| Reading passage |
This is a time of heightened anxiety for many of us in America. But whether you’re anxious and fearful about what you read in the news or something happening closer to home or even in your own body, fear and anxiety have a way of contracting our muscles and our minds.

Sent down a long tunnel of worry, our bodies contract and our shoulders hunch over, as if forced to fit too small a space. The form our bodies assume is self-protective: we try to create a shield over our own heart.

The problem is, this strategy doesn’t work; fear and anxiety don’t actually protect us. It takes many of us a long time to realize this—it certainly took me a long time. For much of my life, I thought on some unconscious level that if I weren’t anxious and fearful about danger, I would be deluding myself, and therefore would be more vulnerable, more exposed, and unable to make wise and prudent decisions.

| Provided information |

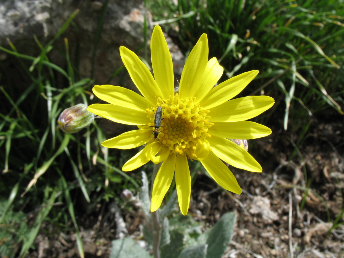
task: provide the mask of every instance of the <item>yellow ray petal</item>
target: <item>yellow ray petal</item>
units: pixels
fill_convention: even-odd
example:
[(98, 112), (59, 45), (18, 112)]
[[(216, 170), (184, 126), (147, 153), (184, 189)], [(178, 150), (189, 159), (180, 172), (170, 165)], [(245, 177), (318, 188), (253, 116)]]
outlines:
[(236, 168), (252, 172), (261, 172), (260, 165), (244, 148), (228, 139), (212, 135), (208, 138), (213, 153)]
[(201, 104), (209, 109), (225, 102), (241, 92), (259, 72), (257, 70), (247, 72), (220, 83), (200, 101)]
[(186, 215), (191, 197), (191, 179), (187, 158), (185, 154), (177, 154), (175, 163), (175, 185), (178, 203), (182, 214)]
[(255, 139), (272, 132), (269, 127), (250, 121), (213, 123), (214, 125), (208, 129), (208, 132), (227, 139)]
[(101, 143), (101, 145), (108, 148), (127, 150), (147, 143), (151, 138), (150, 128), (133, 130), (107, 140)]
[(202, 165), (216, 183), (226, 190), (235, 193), (241, 193), (241, 188), (233, 173), (215, 155), (211, 152)]
[(93, 104), (87, 110), (102, 117), (125, 125), (138, 126), (149, 122), (146, 111), (111, 104)]
[(210, 109), (210, 122), (237, 122), (250, 119), (271, 107), (275, 101), (268, 96), (249, 96), (228, 100)]
[(158, 97), (162, 98), (162, 94), (147, 66), (135, 53), (125, 47), (120, 47), (119, 53), (130, 78), (151, 106), (155, 106)]
[(220, 65), (215, 57), (209, 60), (201, 79), (201, 85), (192, 95), (199, 101), (209, 93), (223, 73), (223, 67)]
[(198, 90), (208, 62), (208, 39), (203, 33), (191, 50), (182, 72), (179, 84), (180, 97), (191, 98)]
[(95, 95), (110, 104), (144, 111), (149, 105), (141, 95), (119, 86), (96, 85), (92, 90)]
[(160, 26), (157, 26), (151, 39), (152, 67), (155, 81), (164, 98), (174, 95), (174, 77), (172, 58)]
[(153, 184), (151, 202), (151, 212), (155, 212), (160, 207), (171, 186), (175, 168), (176, 155), (173, 153), (170, 155), (157, 173)]
[(146, 146), (132, 158), (123, 165), (122, 170), (123, 171), (131, 171), (144, 165), (149, 161), (149, 158), (147, 155), (147, 152), (150, 148)]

| Task prompt |
Can you copy the passage on fear and anxiety word for word, between "This is a time" and "our own heart.", inclusive? Work from the text alone, not the lines.

| Solution to the problem |
This is a time of heightened anxiety for many of us in America. But whether you’re anxious and fearful about what you read in the news or something happening closer to home or even in your own body, fear and anxiety have a way of contracting our muscles and our minds.

Sent down a long tunnel of worry, our bodies contract and our shoulders hunch over, as if forced to fit too small a space. The form our bodies assume is self-protective: we try to create a shield over our own heart.